== PROBLEM DETAILS ==
Rewrite the lines below, putting "bare soil" wherever "dirt patch" appears and keeping everything else the same. Leave the pictures out.

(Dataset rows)

== == ==

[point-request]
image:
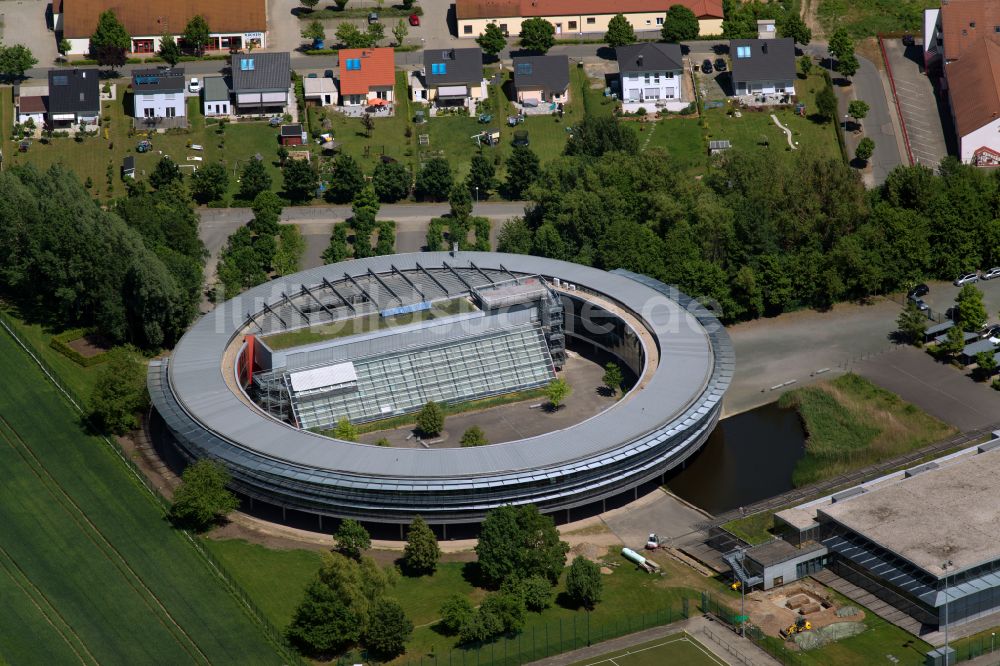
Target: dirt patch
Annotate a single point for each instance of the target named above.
(781, 607)
(90, 345)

== == ==

== RESPONSE TO THE EXERCISE ==
[point-request]
image:
Target: bare soil
Annotate a single point for each instance of the target named above.
(781, 607)
(90, 345)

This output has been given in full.